So let’s read it one more time.  Please be aware… that in the unlikely event of an emergency evacuation, such an order would NEVER originate from your personal cell phone.

This statement is consistent with current emergency evacuation protocol.  I have several other variations, but I believe this one sums it up as succinctly as possible in a relatively plain and straightforward fashion.  I believe it would be counterproductive to offer excessive justification or use more aggressive terminology including buzzwords like “bomb, panic, stampede,” etc.

I tried to pattern the statement after a familiar, automated airport security warning.

“Passengers… do not leave your belongings unattended.  Luggage or bags left unattended will be seized by airport security.”

Both are highly suggestive recommendations designed to create situational awareness.  It’s important to note that the recently adopted airport security warnings have evolved into “routine policy.”  You might not regularly hear this warning, but society has witnessed the gradual extension and application of this policy into other realms (schools, trains, courthouses, shopping malls, etc.).

My objective is to spread awareness with regard to the artificially generated stampede.  This same degree of situational awareness would obviously apply to arenas, auto-racing facilities, political conventions, county fairs… any location with large, confined crowds.

Other than the obvious “what if you put an idea in someone’s head” argument, there are two foreseeable downsides to using this message.

A.  It’s an open, honest admission that a situation could arise in which the host venue does not have complete control of the evacuation process.  The implication is subtle, but could have legal ramifications in the aftermath of a tragedy.  People might argue that the warning wasn’t sufficient or “strong enough.”

B.  It disqualifies the federal government from claiming the authority to launch evacuations of large venues via cellular platforms.  At some point in the future, especially in the aftermath of a dominipede, it’s highly likely the U.S. government would wish to demonstrate greater control over the ability of citizens to congregate in large gatherings.

I’d even be willing to concede the following… that there could come a future point in time where legitimate evacuation orders are exclusively delivered via cellular directives.  But as a society, are we there yet?  Is that where the current societal expectation lies?  Absolutely not.  It’s not even a close call.

I think it all comes down to a simple question.  Does providing this one sentence for public consumption do more harm than good?  Is it reasonable?  With regard to the artificially generated stampede, I believe there’s a certain “discernible inevitability” of it being attempted (whether successful or unsuccessful).  Therefore, I believe the warning message is a wise and necessary measure.

Requirement 1:
Answer these questions about the passage on evacuation warnings.
(a) What familiar warning was the statement patterned after?
(b) Which buzzwords does the writer consider counterproductive to use?
(c) According to downside B, what authority would the message disqualify the federal government from claiming?

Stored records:

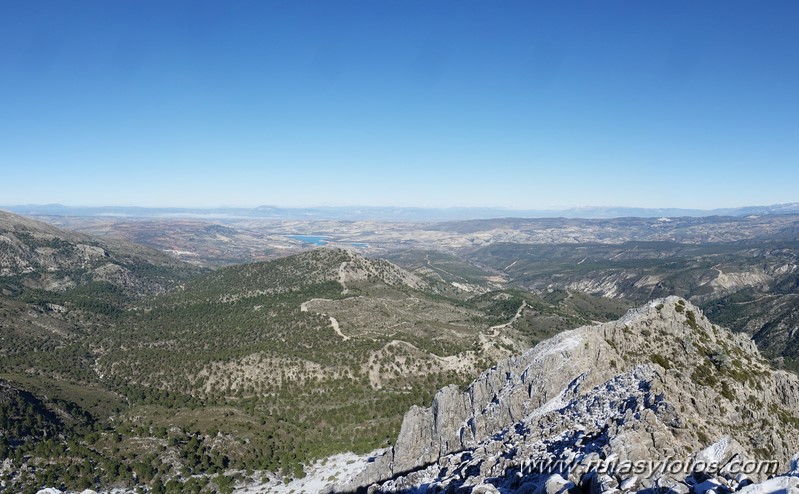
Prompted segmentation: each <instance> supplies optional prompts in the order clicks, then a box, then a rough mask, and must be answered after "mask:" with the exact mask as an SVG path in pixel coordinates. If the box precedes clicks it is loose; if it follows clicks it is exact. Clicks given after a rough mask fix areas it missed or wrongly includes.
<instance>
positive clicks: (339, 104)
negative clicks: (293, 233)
mask: <svg viewBox="0 0 799 494" xmlns="http://www.w3.org/2000/svg"><path fill="white" fill-rule="evenodd" d="M796 201H799V2H796V1H793V0H791V1H782V2H781V1H771V0H768V1H754V0H752V1H746V2H738V1H730V0H723V1H694V0H691V1H676V0H662V1H638V0H636V1H614V0H606V1H590V2H573V1H557V2H555V1H546V2H544V1H533V0H529V1H521V2H512V1H501V0H500V1H468V0H466V1H464V0H457V1H439V0H425V1H412V0H398V1H391V0H370V1H340V0H323V1H313V2H312V1H303V0H289V1H270V0H258V1H236V0H234V1H227V0H226V1H222V0H219V1H210V2H202V1H193V2H181V1H173V0H169V1H161V0H159V1H152V2H148V1H130V2H127V1H123V0H113V1H109V0H100V1H90V0H75V1H63V0H54V1H46V2H45V1H39V0H25V1H17V0H0V204H6V205H11V204H33V203H39V204H41V203H52V202H59V203H62V204H67V205H89V206H93V205H140V206H186V207H210V206H223V205H229V206H257V205H261V204H274V205H279V206H318V205H397V206H408V205H414V206H431V207H440V206H506V207H513V208H538V209H540V208H552V207H577V206H641V207H686V208H714V207H732V206H743V205H763V204H774V203H781V202H796Z"/></svg>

Requirement 2:
Format the stretch of the stored records from their start through the line containing "positive clicks: (339, 104)" as a Markdown table with the columns Row and Record line, skipping blank lines. Leave the pictures out.

Task solution 1:
(a) A familiar, automated airport security warning.
(b) Buzzwords like "bomb, panic, stampede," etc.
(c) The authority to launch evacuations of large venues via cellular platforms.

Task solution 2:
| Row | Record line |
|---|---|
| 1 | Prompted segmentation: each <instance> supplies optional prompts in the order clicks, then a box, then a rough mask, and must be answered after "mask:" with the exact mask as an SVG path in pixel coordinates. If the box precedes clicks it is loose; if it follows clicks it is exact. Clicks given after a rough mask fix areas it missed or wrongly includes. |
| 2 | <instance> |
| 3 | positive clicks: (339, 104) |